══ TASK DATA

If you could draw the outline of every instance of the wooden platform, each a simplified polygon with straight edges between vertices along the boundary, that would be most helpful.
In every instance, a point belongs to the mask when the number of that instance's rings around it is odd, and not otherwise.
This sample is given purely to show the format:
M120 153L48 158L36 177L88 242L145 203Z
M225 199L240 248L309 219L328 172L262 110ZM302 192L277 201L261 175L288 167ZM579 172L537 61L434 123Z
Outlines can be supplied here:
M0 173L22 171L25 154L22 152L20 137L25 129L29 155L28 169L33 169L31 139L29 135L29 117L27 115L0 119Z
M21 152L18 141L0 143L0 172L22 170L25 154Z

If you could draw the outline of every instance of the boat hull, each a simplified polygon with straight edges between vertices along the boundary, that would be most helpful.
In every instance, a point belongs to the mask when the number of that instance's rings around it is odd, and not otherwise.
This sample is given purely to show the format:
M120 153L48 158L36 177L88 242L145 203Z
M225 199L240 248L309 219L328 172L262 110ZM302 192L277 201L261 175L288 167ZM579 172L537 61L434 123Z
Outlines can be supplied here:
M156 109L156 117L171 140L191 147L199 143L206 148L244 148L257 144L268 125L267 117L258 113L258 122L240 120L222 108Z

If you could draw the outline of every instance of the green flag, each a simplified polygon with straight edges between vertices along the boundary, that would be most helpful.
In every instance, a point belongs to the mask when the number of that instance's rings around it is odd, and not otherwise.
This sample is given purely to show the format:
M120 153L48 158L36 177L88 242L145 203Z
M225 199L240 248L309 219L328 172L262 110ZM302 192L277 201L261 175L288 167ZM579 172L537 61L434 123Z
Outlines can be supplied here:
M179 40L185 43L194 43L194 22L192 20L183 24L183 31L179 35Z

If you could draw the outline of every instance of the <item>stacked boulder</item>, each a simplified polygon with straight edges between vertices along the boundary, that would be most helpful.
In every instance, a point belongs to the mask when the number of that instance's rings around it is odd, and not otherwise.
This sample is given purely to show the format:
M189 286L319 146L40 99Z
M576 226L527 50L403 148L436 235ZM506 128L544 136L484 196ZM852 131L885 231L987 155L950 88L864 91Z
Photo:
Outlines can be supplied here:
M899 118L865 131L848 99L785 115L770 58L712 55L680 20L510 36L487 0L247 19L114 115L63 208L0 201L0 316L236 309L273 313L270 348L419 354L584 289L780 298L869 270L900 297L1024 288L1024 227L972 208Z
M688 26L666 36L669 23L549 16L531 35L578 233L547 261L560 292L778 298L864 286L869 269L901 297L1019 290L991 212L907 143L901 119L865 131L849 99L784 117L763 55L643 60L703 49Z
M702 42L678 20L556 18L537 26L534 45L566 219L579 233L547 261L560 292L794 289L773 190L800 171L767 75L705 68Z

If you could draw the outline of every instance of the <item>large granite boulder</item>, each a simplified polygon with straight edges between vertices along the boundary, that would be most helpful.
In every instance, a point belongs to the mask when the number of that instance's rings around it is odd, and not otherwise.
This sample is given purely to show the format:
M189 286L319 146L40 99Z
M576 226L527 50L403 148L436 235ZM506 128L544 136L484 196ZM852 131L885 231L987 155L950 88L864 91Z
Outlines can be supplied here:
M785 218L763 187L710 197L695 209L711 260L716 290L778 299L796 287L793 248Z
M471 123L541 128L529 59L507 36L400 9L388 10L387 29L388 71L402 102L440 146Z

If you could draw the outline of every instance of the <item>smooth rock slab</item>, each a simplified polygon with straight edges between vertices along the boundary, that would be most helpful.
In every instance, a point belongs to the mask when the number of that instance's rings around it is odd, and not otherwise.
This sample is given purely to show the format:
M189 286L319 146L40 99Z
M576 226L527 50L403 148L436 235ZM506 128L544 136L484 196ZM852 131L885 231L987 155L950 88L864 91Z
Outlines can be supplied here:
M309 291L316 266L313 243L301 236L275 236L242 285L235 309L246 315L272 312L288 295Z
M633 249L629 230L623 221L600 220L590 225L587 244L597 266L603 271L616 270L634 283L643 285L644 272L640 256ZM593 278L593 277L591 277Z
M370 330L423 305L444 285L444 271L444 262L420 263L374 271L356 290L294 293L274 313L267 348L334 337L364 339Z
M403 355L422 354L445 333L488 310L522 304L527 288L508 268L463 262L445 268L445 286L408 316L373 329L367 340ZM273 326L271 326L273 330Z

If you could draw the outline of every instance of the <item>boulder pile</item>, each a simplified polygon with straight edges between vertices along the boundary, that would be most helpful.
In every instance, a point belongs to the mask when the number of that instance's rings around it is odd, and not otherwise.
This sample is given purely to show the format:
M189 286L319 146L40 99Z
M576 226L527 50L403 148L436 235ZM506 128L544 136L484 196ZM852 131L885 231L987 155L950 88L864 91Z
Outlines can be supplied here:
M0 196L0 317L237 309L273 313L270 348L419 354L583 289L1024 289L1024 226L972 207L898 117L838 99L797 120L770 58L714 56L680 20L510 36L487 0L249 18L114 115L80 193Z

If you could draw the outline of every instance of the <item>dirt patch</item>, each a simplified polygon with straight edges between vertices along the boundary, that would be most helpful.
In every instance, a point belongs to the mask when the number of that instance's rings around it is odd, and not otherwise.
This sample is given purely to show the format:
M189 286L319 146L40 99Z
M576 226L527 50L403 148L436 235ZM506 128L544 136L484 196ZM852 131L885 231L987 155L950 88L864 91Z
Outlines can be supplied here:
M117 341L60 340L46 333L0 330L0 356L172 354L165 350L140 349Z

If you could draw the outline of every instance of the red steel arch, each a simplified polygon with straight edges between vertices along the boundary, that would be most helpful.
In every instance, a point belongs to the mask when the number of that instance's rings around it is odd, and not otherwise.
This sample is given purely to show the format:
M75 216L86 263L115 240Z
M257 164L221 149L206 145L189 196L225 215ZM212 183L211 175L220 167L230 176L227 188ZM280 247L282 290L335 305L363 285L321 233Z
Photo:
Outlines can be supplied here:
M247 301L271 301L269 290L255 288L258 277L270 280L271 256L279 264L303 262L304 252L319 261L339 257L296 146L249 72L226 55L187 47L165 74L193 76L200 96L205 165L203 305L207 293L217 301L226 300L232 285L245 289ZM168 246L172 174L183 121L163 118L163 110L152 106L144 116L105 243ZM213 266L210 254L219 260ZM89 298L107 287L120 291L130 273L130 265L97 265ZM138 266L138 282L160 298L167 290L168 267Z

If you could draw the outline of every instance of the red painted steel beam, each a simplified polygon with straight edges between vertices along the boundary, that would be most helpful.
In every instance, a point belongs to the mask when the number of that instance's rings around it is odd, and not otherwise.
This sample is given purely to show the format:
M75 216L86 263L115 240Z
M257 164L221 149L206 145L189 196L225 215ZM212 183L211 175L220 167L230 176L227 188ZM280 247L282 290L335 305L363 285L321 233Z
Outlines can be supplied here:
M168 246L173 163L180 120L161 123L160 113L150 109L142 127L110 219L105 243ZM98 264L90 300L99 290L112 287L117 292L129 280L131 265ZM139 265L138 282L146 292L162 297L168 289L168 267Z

════

REQUIREMENT – Every record must appear in the answer exactly as written.

WRITTEN ANSWER –
If you could draw the outline of every instance of the wooden platform, each a simplified polygon with straight edges between vertices along the boundary, that would be most helpful.
In every instance, a point belongs to the mask when the number of that instance's rings around it is odd, and not otherwise.
This sample is given purely to show the format:
M120 153L48 158L36 177L88 242L145 203Z
M225 199L240 248L309 219L328 172L262 110ZM302 192L277 201L261 175L288 167ZM579 172L537 61L434 123Z
Outlines can be supplied here:
M0 173L22 171L25 154L22 152L20 137L25 129L29 155L28 169L33 169L31 139L29 135L29 117L27 115L0 119Z
M21 152L18 141L0 143L0 172L22 170L25 154Z

If you could draw the outline of every instance of the boat hull, each a simplified polygon with straight edges between vertices along the boundary, that would be most helpful.
In every instance, a point belongs to the mask when the number of that instance's rings around it is odd, and not otherwise.
This sample is given purely to show the format:
M120 153L48 158L36 177L88 242L145 203Z
M225 199L240 248L309 219L328 172L262 110ZM302 192L277 201L261 175L288 167ZM579 172L537 61L434 123Z
Outlines can be supplied here:
M156 109L156 117L171 140L191 147L199 143L206 148L244 148L257 144L268 125L267 117L258 113L258 122L240 120L222 108Z

If you could draw the outline of every instance of the green flag, each a simplified polygon with straight edges between vertices along the boundary, that would be most helpful.
In every instance, a point belongs to the mask when the number of that instance's rings around it is odd, and not otherwise.
This sample is given purely to show the format:
M120 153L48 158L36 177L88 242L145 203Z
M225 199L240 248L309 219L328 172L262 110ZM302 192L277 201L261 175L288 167ZM579 172L537 61L434 123Z
Outlines can be supplied here:
M179 40L185 43L194 43L194 22L192 20L183 24L183 31L179 35Z

If you could draw the outline of every instance of the <item>stacked boulder</item>, each a simplified polygon with straight edges between vertices along the boundary, that would be most helpful.
In every instance, a point belongs to the mask when the number of that instance's rings around it is odd, and not otherwise.
This sample is given purely to show the format:
M189 286L319 146L40 99Z
M576 226L527 50L403 148L436 235ZM506 128L544 136L484 196ZM852 131L885 231L987 155L950 88L864 91Z
Photo:
Outlines can be supplied here:
M899 118L865 131L848 99L785 115L770 58L712 55L680 20L510 36L487 0L247 19L114 115L63 208L0 201L0 316L236 309L273 313L270 348L419 354L584 289L780 298L869 270L900 297L1024 288L1024 227L972 208Z
M688 26L666 36L669 23L549 16L531 35L578 233L547 261L560 292L778 298L864 286L869 269L901 297L1019 290L991 212L907 143L901 119L865 131L849 99L784 117L763 55L643 60L703 49Z
M702 42L678 20L556 18L537 26L534 45L566 219L579 233L547 261L560 292L794 289L773 190L800 171L767 75L705 68Z

If you could draw the outline of every instance of the <item>large granite boulder</item>, each a simplified polygon with straight edges between vertices along the boundary, that would be most helpful.
In every instance, a point belongs to the mask when the number of that instance's rings around it is odd, and not otherwise.
This sample is given purely to show the format:
M189 286L319 146L40 99Z
M576 226L527 50L403 148L436 235ZM506 128L544 136L484 196ZM852 131L885 231L987 155L950 88L864 91Z
Outlines can be supplied here:
M785 218L763 187L710 197L695 209L711 260L716 290L778 299L796 287L793 248Z
M471 123L541 128L529 59L507 36L400 9L388 10L387 29L388 71L402 102L440 146Z

If you could draw the outline of every instance of the <item>smooth rock slab</item>, each a simplified polygon with straight edges between vertices along the boundary, that would be most helpful.
In every instance, a point belongs to the mask when the number of that instance's rings around it is odd, and not otherwise.
This sample is given purely to show the format:
M189 286L319 146L40 99Z
M576 226L527 50L403 148L436 235ZM506 128L544 136L484 196ZM852 131L885 231L987 155L950 88L864 91Z
Outlines can be supplied here:
M309 291L316 266L313 243L301 236L275 236L242 285L235 309L246 315L272 312L288 295Z
M633 249L629 230L623 221L600 220L590 225L587 244L597 266L603 271L616 270L634 283L643 285L644 272L640 256ZM593 278L593 277L591 277Z
M370 330L423 305L444 285L444 271L444 262L420 263L374 271L356 290L294 293L274 313L267 348L334 337L364 339Z
M403 355L422 354L445 333L488 310L522 304L527 288L508 268L463 262L445 268L445 286L408 316L373 329L367 340ZM273 326L271 326L273 330Z

If you could draw the outline of every instance of the <item>boulder pile</item>, each a simplified polygon with straight edges between vertices along the boundary, that would be most helpful.
In every instance, a point belongs to the mask when the number of that instance's rings around it is odd, and not otherwise.
This sample is given purely to show the format:
M189 286L319 146L40 99Z
M576 226L527 50L403 148L436 235ZM506 128L544 136L484 196ZM852 131L885 231L987 155L950 88L864 91Z
Outlines can be supplied here:
M0 196L0 317L237 309L273 313L270 348L419 354L583 289L1024 289L1024 226L972 207L898 117L838 99L797 120L770 58L714 56L680 20L510 36L487 0L249 18L114 115L80 193Z

If you could draw the outline of every instance of the <item>dirt patch</item>, each a simplified polygon with straight edges between vertices along the boundary, that would be most helpful.
In every instance, a point belongs to the mask when the number of that instance's rings around it is odd, and not otherwise.
This sample is given purely to show the format:
M189 286L319 146L40 99Z
M576 226L527 50L403 148L436 235ZM506 128L544 136L484 196ZM852 131L885 231L987 155L950 88L864 91Z
Outlines can be supplied here:
M117 341L60 340L46 333L0 330L0 356L172 354L165 350L140 349Z

If you could draw the outline of every instance of the red steel arch, each a simplified polygon with straight edges between vertices along the boundary, that would be most helpful.
In every instance, a point belongs to the mask when the number of that instance's rings around it is odd, and not otherwise.
This sample is given purely to show the format:
M75 216L86 263L115 240Z
M257 164L221 149L206 145L189 196L225 215ZM212 183L211 175L220 167L230 176L227 188ZM280 247L282 290L335 305L363 285L321 233Z
Photo:
Outlines can be supplied here:
M247 301L271 301L269 290L255 288L258 277L270 280L271 256L279 264L303 262L304 252L319 261L339 257L296 146L249 72L226 55L187 47L165 74L193 76L200 96L205 165L203 305L207 293L217 301L226 300L232 285L245 289ZM168 246L172 174L183 121L163 118L163 110L152 106L144 116L105 243ZM213 266L210 254L219 260ZM89 298L107 287L120 291L130 273L130 265L97 265ZM138 266L138 282L160 298L167 290L168 267Z

If you could draw the outline of every instance of the red painted steel beam, each a simplified polygon with straight edges between vertices along the boundary, that would be most helpful.
In every instance, a point belongs to the mask when the number of that instance's rings around it is odd, and not otherwise.
This sample is given purely to show the format:
M75 216L86 263L115 240Z
M257 164L221 149L206 145L189 196L225 215ZM212 183L211 175L220 167L230 176L227 188ZM280 247L282 290L335 305L363 285L321 233Z
Outlines can be supplied here:
M168 246L173 163L180 120L161 123L160 113L150 109L142 127L110 219L105 243ZM98 264L90 300L99 290L112 287L117 292L129 280L131 265ZM139 265L138 282L146 292L162 297L168 289L168 267Z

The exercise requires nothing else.